[[ Extract provided open ]]

COCHRANE— The Cochrane Curling Club is sweeping the summer dust from the rocks and getting ready for another season on the ice.

“There’s a committee and they’ve been working really hard to figure out how to find that balance,” said Gord Copithorne, president of the Cochrane Curling Club, describing the logistics of letting people play the game while keeping players safe during the COVID-19 pandemic. “Hopefully with as little impact on what people perceive as normal.”

The committee is made up of two board members from the Cochrane Curling Club, the curling facilitator at the Spray Lake Sawmills Family Sports Centre and two volunteers from the curling community.

The committee has been meeting once a week for nearly two months to plan the upcoming season.

“They’ve been doing a pretty bang-up job of minimizing the impacts so that people can go play the game they know and love.”

Copithorne said there are two or three big changes people will have to get used to. Staggered ice times and the social impacts of not having as many members in one place at a time will be some of the changes, but for the most part, it will be “good old fashioned curling."

“The core of it is about how to facilitate all of the different players through the daily play,” he said. “It’s kind of a dance in its own regard because you have all of these regulations … Given down by the government and the organizing bodies of curling, and at the same time you have a membership of several hundred people.”

Copithorne added the organizing committee is taking a minimalist approach to the management of the upcoming season, and is asking membership exercise some discretion as they go about participating in the upcoming season.

“Instead of making a 50-page manual on how to do this, it’s a few pages thick with the expectation that people exercise good judgment,” Copithorne said. “Good judgment and discretion allows us to run the leagues with as little oversight and baggage as possible.”

In terms of programming offered by the club, Copithorne said, the season looks fairly similar to any other year.

“We always took the approach that we were going to run things as normal, and if something went horribly, respond. But, in all honesty, it has unfolded very similarly to any previous season,” he said. “We’re a little less than full, but we’re always a little less than full. We’ll encourage community members to join us. We’re always open to new members coming out to join us.”

There are still women’s, men’s, mixed, mixed doubles, open, senior and youth programming offered by the club.

In light of the ever-changing situation, the Club has decided to postpone any official tournaments until after the holiday season this year.

“We decided not to run any bonspiels before Christmas, just because of the newness of everything, but everything after Christmas, which is our standard fare, the ladies, the men’s and the mixed are still as planned,” he said. “We didn’t want to promise something and only half deliver.”

He noted that due to the travel restrictions in place, the Club might actually see an influx of participants this year.

“There’s an interesting optimism that we may end up with extra curlers this year,” he said.

The Cochrane Curling Club has launched a new website, where you can find the full schedule of programming for the upcoming season or register as a member of the club.

[[ Extract provided closed ]]

#### [Check your understanding]
[a] Translate this sentence from the curling club article into Spanish: "The committee has been meeting once a week for nearly two months to plan the upcoming season."
[b] According to the curling club article, until when has the club postponed any official tournaments?
[c] Write out a passage from the curling club article, beginning at the words "In terms of" and stopping after "season this year.".
The records below were taken from a separate source and have no connection to the curling club article.

[[ Data for analysis open ]]

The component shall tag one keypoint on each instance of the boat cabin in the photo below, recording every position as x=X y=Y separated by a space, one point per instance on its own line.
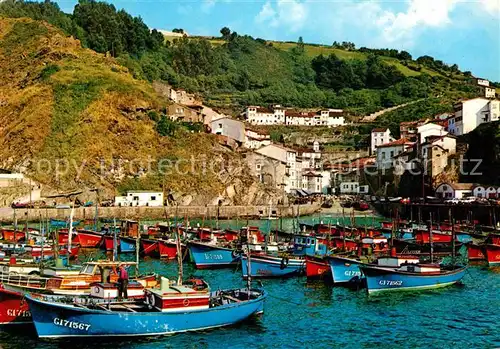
x=309 y=245
x=421 y=268
x=193 y=295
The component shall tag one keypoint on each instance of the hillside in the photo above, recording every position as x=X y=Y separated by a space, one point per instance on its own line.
x=75 y=119
x=234 y=70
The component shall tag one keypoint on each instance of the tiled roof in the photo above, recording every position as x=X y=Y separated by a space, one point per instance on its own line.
x=401 y=141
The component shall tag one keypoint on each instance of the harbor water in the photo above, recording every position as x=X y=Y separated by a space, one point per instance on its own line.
x=299 y=314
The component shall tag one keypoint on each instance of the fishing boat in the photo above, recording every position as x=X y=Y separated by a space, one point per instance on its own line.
x=149 y=247
x=55 y=319
x=266 y=266
x=317 y=267
x=475 y=252
x=492 y=254
x=410 y=277
x=127 y=244
x=346 y=270
x=170 y=309
x=212 y=255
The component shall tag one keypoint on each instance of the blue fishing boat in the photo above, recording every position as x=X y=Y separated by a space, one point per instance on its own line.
x=127 y=244
x=59 y=223
x=347 y=270
x=344 y=270
x=266 y=266
x=206 y=255
x=410 y=277
x=55 y=318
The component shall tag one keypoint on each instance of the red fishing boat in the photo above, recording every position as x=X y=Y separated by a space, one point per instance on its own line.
x=167 y=249
x=423 y=237
x=89 y=239
x=493 y=254
x=475 y=252
x=150 y=247
x=13 y=310
x=317 y=268
x=13 y=235
x=109 y=242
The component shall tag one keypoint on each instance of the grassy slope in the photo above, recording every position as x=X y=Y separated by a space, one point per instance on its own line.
x=316 y=50
x=60 y=102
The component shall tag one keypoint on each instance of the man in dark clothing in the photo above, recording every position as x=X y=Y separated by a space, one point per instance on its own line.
x=122 y=282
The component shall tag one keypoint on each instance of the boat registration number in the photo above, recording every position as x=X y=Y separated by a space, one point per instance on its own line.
x=213 y=256
x=71 y=324
x=390 y=282
x=352 y=273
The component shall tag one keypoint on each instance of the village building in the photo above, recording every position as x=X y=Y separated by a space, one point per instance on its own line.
x=454 y=190
x=387 y=152
x=487 y=91
x=178 y=112
x=287 y=156
x=267 y=170
x=230 y=128
x=471 y=113
x=255 y=139
x=277 y=115
x=140 y=198
x=430 y=130
x=256 y=115
x=379 y=136
x=489 y=192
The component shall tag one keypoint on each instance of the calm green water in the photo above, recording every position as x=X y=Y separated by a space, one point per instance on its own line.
x=298 y=315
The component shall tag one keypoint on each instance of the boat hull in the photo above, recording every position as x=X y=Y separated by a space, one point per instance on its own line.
x=493 y=255
x=272 y=267
x=344 y=270
x=384 y=279
x=14 y=309
x=317 y=268
x=206 y=256
x=54 y=320
x=127 y=245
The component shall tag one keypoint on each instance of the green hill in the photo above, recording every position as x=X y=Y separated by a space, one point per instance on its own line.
x=73 y=118
x=236 y=70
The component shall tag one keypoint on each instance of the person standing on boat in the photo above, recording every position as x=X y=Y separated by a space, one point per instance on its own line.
x=122 y=282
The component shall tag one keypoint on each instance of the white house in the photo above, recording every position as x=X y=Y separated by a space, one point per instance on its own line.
x=140 y=198
x=254 y=139
x=454 y=190
x=471 y=113
x=230 y=128
x=448 y=142
x=265 y=116
x=287 y=156
x=484 y=85
x=380 y=136
x=386 y=153
x=430 y=129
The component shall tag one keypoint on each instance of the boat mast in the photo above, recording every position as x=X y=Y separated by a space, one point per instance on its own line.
x=178 y=247
x=430 y=238
x=70 y=230
x=452 y=221
x=115 y=242
x=249 y=266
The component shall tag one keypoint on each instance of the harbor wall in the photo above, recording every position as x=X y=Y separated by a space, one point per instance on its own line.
x=158 y=213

[[ Data for analysis closed ]]

#### [Solution list]
[a] El comité se ha estado reuniendo una vez por semana durante casi dos meses para planificar la próxima temporada.

[b] Until after the holiday season this year.

[c]
In terms of programming offered by the club, Copithorne said, the season looks fairly similar to any other year.

“We always took the approach that we were going to run things as normal, and if something went horribly, respond. But, in all honesty, it has unfolded very similarly to any previous season,” he said. “We’re a little less than full, but we’re always a little less than full. We’ll encourage community members to join us. We’re always open to new members coming out to join us.”

There are still women’s, men’s, mixed, mixed doubles, open, senior and youth programming offered by the club.

In light of the ever-changing situation, the Club has decided to postpone any official tournaments until after the holiday season this year.